++++ Dataset records ++++

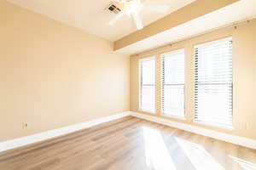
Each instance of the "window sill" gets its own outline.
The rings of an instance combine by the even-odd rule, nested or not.
[[[148,110],[138,109],[137,110],[141,111],[141,112],[144,112],[144,113],[149,113],[149,114],[152,114],[152,115],[155,114],[155,111],[152,111],[152,110]]]
[[[179,120],[183,120],[185,121],[186,118],[184,116],[174,116],[174,115],[167,115],[165,113],[161,113],[161,116],[165,116],[165,117],[170,117],[170,118],[173,118],[173,119],[179,119]]]
[[[193,122],[198,123],[198,124],[201,124],[201,125],[209,126],[209,127],[213,127],[213,128],[221,128],[221,129],[224,129],[224,130],[230,130],[230,131],[234,130],[234,128],[233,128],[233,127],[227,127],[227,126],[215,125],[215,124],[213,124],[213,123],[209,123],[209,122],[201,122],[201,121],[195,121],[195,120],[193,121]]]

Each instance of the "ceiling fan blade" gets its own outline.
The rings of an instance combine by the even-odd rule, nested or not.
[[[168,5],[144,4],[144,7],[147,9],[156,13],[166,13],[170,9]]]
[[[138,15],[138,14],[132,13],[131,17],[136,24],[137,29],[137,30],[143,29],[143,21],[142,21],[140,16]]]
[[[108,25],[113,26],[116,21],[118,21],[120,18],[122,18],[124,14],[125,14],[124,12],[119,12],[111,20],[109,20]]]

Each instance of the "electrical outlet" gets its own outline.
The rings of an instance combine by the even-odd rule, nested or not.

++++

Rewrite every line of the items above as a numbered list, skipping blank lines and leaving out the pictures.

**Exercise answer:**
1. Each instance of the "window sill" gets its own outline.
2. The rings of an instance combine by the even-odd rule, nested or not.
3. [[[148,110],[138,109],[137,110],[141,111],[141,112],[144,112],[144,113],[149,113],[149,114],[152,114],[152,115],[155,114],[155,111],[152,111],[152,110]]]
4. [[[179,120],[183,120],[185,121],[186,118],[184,116],[174,116],[174,115],[167,115],[165,113],[161,113],[161,116],[165,116],[165,117],[170,117],[170,118],[173,118],[173,119],[179,119]]]
5. [[[193,122],[198,123],[198,124],[201,124],[201,125],[209,126],[209,127],[213,127],[213,128],[221,128],[221,129],[224,129],[224,130],[230,130],[230,131],[234,130],[234,128],[233,128],[233,127],[227,127],[227,126],[215,125],[215,124],[213,124],[213,123],[209,123],[209,122],[201,122],[201,121],[195,121],[195,120],[193,121]]]
6. Each instance of the "ceiling fan blade" gets its own outline.
7. The rings of an instance combine by the even-odd rule, nested or not.
8. [[[168,5],[144,4],[144,7],[147,9],[156,13],[166,13],[170,9]]]
9. [[[138,15],[138,14],[132,13],[131,17],[136,24],[137,29],[137,30],[143,29],[143,21],[142,21],[140,16]]]
10. [[[108,25],[113,26],[116,21],[118,21],[120,18],[122,18],[124,14],[125,14],[124,12],[119,12],[111,20],[109,20]]]
11. Each instance of the "electrical outlet" gets its own outline.
12. The rings of an instance combine by the even-odd rule, nested or not.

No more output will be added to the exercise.